§ **DATASET**:
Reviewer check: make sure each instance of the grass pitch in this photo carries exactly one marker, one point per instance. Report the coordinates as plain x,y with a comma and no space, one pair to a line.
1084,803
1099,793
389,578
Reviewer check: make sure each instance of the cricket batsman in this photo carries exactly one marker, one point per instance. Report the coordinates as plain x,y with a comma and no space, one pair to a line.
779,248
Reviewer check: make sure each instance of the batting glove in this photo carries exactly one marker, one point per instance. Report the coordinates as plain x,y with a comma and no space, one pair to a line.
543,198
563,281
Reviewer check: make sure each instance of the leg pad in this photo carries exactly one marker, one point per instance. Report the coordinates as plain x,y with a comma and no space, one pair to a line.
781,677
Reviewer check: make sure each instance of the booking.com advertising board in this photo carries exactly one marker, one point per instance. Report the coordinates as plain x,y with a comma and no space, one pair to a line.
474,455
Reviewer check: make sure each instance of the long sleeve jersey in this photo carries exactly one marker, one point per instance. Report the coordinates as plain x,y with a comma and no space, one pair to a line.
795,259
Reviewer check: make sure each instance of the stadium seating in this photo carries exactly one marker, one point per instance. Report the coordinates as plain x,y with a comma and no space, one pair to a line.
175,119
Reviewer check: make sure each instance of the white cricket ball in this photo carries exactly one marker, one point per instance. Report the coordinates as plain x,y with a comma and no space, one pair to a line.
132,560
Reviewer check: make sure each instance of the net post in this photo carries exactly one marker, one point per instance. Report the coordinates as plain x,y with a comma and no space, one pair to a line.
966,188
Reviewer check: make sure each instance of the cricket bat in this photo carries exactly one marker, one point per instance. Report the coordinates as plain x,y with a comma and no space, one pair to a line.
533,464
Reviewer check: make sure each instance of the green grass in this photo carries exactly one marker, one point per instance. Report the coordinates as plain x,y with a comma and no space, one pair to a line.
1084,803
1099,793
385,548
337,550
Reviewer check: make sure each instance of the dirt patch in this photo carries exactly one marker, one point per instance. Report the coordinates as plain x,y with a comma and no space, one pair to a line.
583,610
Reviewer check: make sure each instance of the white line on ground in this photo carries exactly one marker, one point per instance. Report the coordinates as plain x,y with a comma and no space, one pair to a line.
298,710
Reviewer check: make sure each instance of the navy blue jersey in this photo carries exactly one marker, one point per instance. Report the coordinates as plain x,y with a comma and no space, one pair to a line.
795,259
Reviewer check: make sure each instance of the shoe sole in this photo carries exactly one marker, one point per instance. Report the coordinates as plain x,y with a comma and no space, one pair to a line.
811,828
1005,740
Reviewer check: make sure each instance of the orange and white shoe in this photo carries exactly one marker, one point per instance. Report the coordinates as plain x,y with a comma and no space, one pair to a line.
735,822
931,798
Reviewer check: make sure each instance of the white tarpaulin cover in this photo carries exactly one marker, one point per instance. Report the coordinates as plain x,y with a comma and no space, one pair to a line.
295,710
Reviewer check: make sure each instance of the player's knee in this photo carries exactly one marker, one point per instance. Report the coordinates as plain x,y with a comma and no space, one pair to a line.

§ **WRITTEN EXERCISE**: Repeat all of the rows above verbatim, changing no character.

§ **RIGHT ANSWER**:
Reviewer check: make sure each instance of the grass pitch in this photo carries exactly one marker, one point per instance. Report the coordinates as plain x,y with a comma and no space, one pair to a line.
1084,803
1099,793
389,578
Reviewer check: make sure each instance of the cricket batsman in this photo carries exactly one marker, one point per instance. Report the coordinates as plain x,y with a comma and no space, one pair to a line.
779,248
Reviewer check: make sure each instance of the batting glove in this photo carries exactly one marker, one point per instance. Report the coordinates as plain x,y with a comma and no space, one pair to a line.
543,198
563,281
Reviewer check: make sure each instance of the leg pad in this photo carries exactly one marker, one point per instance. Report the coordinates as plain x,y with a comma and no space, one pair to a line.
781,677
Reviewer check: make sure each instance of the booking.com advertising board in this photo carries exactly one marker, one point per instance. Report the coordinates as plain x,y with a comma and no space, one pair to a line.
474,455
Reviewer check: make sure each instance of the long sleeve jersey in this photo carries exactly one marker, one point per instance. Report the coordinates as plain x,y with a comma and no space, one pair to a line.
795,259
Reviewer check: make sure each instance of the stadium seating in this photo carries exactly one marker, one point per instance. Report the coordinates as plain x,y with a comma and no space, one pair to a line.
175,119
Reviewer check: make sure each instance of the white cricket ball in this photo carries exactly one marker, one point per instance. Report the coordinates as plain x,y with a comma and no space, one pair to a line.
132,560
Reviewer check: make sure each instance of the net post in this photo carries exactly one marker, one point per instance. Report the coordinates as plain x,y with a comma and no space, one pair to a line.
966,188
Reviewer check: make sure each instance of the cricket bat in this photo carries exactly one marker, one point per instance. Report the coordinates as plain x,y with a comma and no space, one pair to a line.
533,464
Reviewer check: make sure each instance of the green grass in this photo carries exactly one marker, one point per instance. Report the coordinates as plain x,y with a comma and no space, one pair to a line.
1084,803
1099,793
385,548
337,550
Reviewer check: make sure each instance of the dirt patch in this photo carries exactly one marker, one point per instance. Report the coordinates as plain x,y with a comma and no space, one pair to a line.
583,610
Reviewer check: make sure each instance of the white line on ground in this photo carries exactly one marker, one point per instance. Report the coordinates as plain x,y with a comma and no space, one pair to a line.
298,710
Reviewer check: make sure each instance of the navy blue jersey in this photo carries exactly one marker, one point per instance. Report the coordinates as plain x,y with a comma and no space, one pair to a line.
795,259
Reviewer check: make sure each instance of the shoe sole in this photo carries exactly one marker, one point per instance. Report the coordinates as plain x,y with a comma and no space, one pair to a line.
811,828
1005,740
Reviewer check: make sure each instance of the orange and white shoe in this photo carries exactly one marker, one point per instance. Report the coordinates as plain x,y with a comma and no space, one pair to a line.
735,822
931,798
Reviewer check: make sure each instance of the white tarpaulin cover in this photo carries exactly one marker, one point per instance. Report the coordinates as plain x,y with a comma and no space, one pair to a line.
295,710
Reviewer check: make sure each instance of the player's knee in this photo carries exactly one marker, one point per instance. Report the coordinates as plain x,y with a comma and no space, one pair to a line.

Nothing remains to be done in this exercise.